** Opening DOCUMENT EXCERPT block **

In other studies with adult men, the immediate effects of ingesting melatonin in the daytime included decreased alertness and body temperature. These investigators found that the effects of 5 mg of melatonin seem more pronounced for mental rather than physical components of short-term athletic performance, although the cardiovascular responses to exercise were affected. Some effects of melatonin were apparent 5 hours after ingestion when the increase in body temperature subsided. These results suggest that the use of melatonin can be beneficial if used to regulate an athlete’s sleep cycle. A night with melatonin can improve the athletes’ performance, since they will be well rested. A good night’s rest will help the body repair some of the damage generated during the extensive physical training exerted on the body.

The reduced blood flow followed by restored blood flow as often experienced in situations of intense physical exercise results in severe oxidative injury to tissues and organs. It has been documented that during these situations, the activities of several antioxidants and levels of some small antioxidants become elevated. Melatonin has been identified as one of these potent small antioxidant molecules that is often especially high levels during these changes in blood flow, including during animals’ arousal from hibernation or in newborns during delivery. Because high melatonin production is short lived just for this period, it is thought that it is not related to the normal melatonin rhythm. Instead this short lived melatonin peak probably protects from the destructive oxidation that occurs during these periods. It has also been recognized that these high levels of melatonin seem to be derived from several organs not just the pineal gland that usually produces melatonin. The high melatonin production present at arousal from hibernation or in the newborns at birth does not appear to be controlled by light. It occurs both during the day and at night equally. Therefore, melatonin plays an important role as an antioxidant to protect against oxidative stress due to changes in blood flow during intense physical exercise.

Melatonin, plus L-tryptophan, which can be converted to melatonin, both effectively protect the pancreas from damage due to overstimulation or blood flow changes. It has been suggested that the positive effects of both melatonin and L-tryptophan on the pancreas may be due to the activity of melatonin as an antioxidant.

** Closing DOCUMENT EXCERPT block **
** Opening EXTRACTED MATERIAL block **

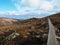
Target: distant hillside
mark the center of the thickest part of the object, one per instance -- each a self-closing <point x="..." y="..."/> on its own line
<point x="27" y="28"/>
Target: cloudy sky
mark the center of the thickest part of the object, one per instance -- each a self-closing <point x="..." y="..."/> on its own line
<point x="23" y="7"/>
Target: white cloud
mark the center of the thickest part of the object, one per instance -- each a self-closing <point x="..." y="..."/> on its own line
<point x="34" y="6"/>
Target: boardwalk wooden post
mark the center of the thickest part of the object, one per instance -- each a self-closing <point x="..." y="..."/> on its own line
<point x="51" y="36"/>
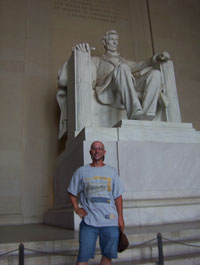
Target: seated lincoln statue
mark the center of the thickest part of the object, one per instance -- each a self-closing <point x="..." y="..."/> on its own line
<point x="121" y="83"/>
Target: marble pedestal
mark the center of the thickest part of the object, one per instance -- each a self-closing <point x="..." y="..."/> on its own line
<point x="159" y="163"/>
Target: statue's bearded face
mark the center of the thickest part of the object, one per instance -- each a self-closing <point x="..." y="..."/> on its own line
<point x="112" y="42"/>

** Closing EXTRACTED MATERIAL block **

## ACTIVITIES
(a) Return the part of the melatonin passage starting at "Melatonin, plus L-tryptophan, which" and ending at "as an antioxidant.".
(b) Which two substances does the melatonin passage say protect the pancreas from damage caused by overstimulation or blood flow changes?
The records aren't needed here.

## RESPONSES BY ITEM NUMBER
(a)
Melatonin, plus L-tryptophan, which can be converted to melatonin, both effectively protect the pancreas from damage due to overstimulation or blood flow changes. It has been suggested that the positive effects of both melatonin and L-tryptophan on the pancreas may be due to the activity of melatonin as an antioxidant.

(b) Melatonin and L-tryptophan.